Provided material —
• • • •
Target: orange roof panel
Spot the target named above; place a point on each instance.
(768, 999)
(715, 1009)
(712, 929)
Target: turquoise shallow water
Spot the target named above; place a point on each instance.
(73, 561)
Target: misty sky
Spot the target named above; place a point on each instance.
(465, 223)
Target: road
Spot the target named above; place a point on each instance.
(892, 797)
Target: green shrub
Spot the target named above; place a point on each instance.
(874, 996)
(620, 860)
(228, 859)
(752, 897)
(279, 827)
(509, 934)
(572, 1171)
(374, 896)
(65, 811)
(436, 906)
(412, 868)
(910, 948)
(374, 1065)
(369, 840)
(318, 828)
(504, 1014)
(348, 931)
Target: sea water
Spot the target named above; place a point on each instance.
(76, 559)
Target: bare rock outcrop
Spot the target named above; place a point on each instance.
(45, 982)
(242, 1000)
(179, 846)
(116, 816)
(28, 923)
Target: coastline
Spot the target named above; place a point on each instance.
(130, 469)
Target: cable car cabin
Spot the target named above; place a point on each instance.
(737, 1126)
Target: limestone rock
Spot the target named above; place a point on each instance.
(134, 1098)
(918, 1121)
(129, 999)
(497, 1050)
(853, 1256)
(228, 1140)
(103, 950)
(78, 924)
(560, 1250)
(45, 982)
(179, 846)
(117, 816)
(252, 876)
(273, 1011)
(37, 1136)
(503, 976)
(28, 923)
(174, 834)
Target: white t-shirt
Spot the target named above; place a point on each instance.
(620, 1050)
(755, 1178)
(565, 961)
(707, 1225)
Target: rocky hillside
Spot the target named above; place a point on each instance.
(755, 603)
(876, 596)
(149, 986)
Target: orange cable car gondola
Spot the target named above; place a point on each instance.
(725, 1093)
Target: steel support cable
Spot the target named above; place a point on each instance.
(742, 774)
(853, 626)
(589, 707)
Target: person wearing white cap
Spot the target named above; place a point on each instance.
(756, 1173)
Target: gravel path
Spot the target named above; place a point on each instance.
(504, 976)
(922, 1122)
• • • •
Task to carry out — Recast the listing above as a JSON list of strings, one string per line, with blank lines left out.

Correct output —
[
  "Target: orange roof panel",
  "Spot the target named above; place a point on each instance.",
  "(768, 999)",
  "(715, 1009)",
  "(712, 929)",
  "Target: turquoise shallow water",
  "Spot the target named above; place a point on each instance.",
  "(73, 561)",
  "Target: misty sky",
  "Spot the target named above; place a point on each instance.",
  "(465, 223)",
  "Target: road",
  "Spot the target named above; place a point on each instance.",
  "(892, 797)",
  "Target: green shrub",
  "Spot the target named above; place a point on each instance.",
  "(874, 996)",
  "(620, 860)",
  "(228, 859)",
  "(752, 897)",
  "(279, 827)",
  "(509, 934)",
  "(572, 1171)",
  "(374, 896)",
  "(65, 811)",
  "(436, 906)",
  "(412, 868)",
  "(910, 948)",
  "(374, 1065)",
  "(369, 840)",
  "(318, 828)",
  "(504, 1014)",
  "(348, 931)",
  "Target: sea water",
  "Spot the target named above; place a point on each instance.",
  "(76, 559)",
  "Target: bare rock outcrop",
  "Spot the target named above; place a point on each instance.",
  "(45, 982)",
  "(242, 1000)",
  "(179, 846)",
  "(116, 816)",
  "(28, 923)",
  "Target: coastline",
  "Spot the target named above; place a point on each instance.",
  "(130, 469)",
  "Target: cable car cabin",
  "Spot the target named above; place a point on each instance.",
  "(737, 1126)",
  "Target: limestone rock",
  "Spot the target named above; place a point on each instance.",
  "(134, 1098)",
  "(918, 1121)",
  "(129, 999)",
  "(497, 1050)",
  "(853, 1256)",
  "(228, 1140)",
  "(103, 950)",
  "(78, 924)",
  "(560, 1250)",
  "(45, 982)",
  "(179, 846)",
  "(117, 816)",
  "(252, 876)",
  "(273, 1011)",
  "(37, 1136)",
  "(503, 976)",
  "(28, 923)",
  "(174, 834)",
  "Target: white t-shirt",
  "Spot the target named above; place a point on each instance.",
  "(620, 1050)",
  "(755, 1178)",
  "(565, 961)",
  "(707, 1225)",
  "Target: rocky hillside",
  "Spot the target named above; place a point on each instance.",
  "(755, 603)",
  "(876, 596)",
  "(149, 986)",
  "Target: orange cable car gondola",
  "Spot the target named above; place a point on each instance.",
  "(725, 1093)",
  "Target: steel support cable",
  "Spot the target named above; place a point on each instance.",
  "(742, 774)",
  "(853, 626)",
  "(589, 707)",
  "Target: person wearing white cap",
  "Spot the target named above; place a point on each instance.",
  "(756, 1173)",
  "Target: gravel path",
  "Spot the target named above; place a point on each instance.",
  "(504, 976)",
  "(922, 1122)"
]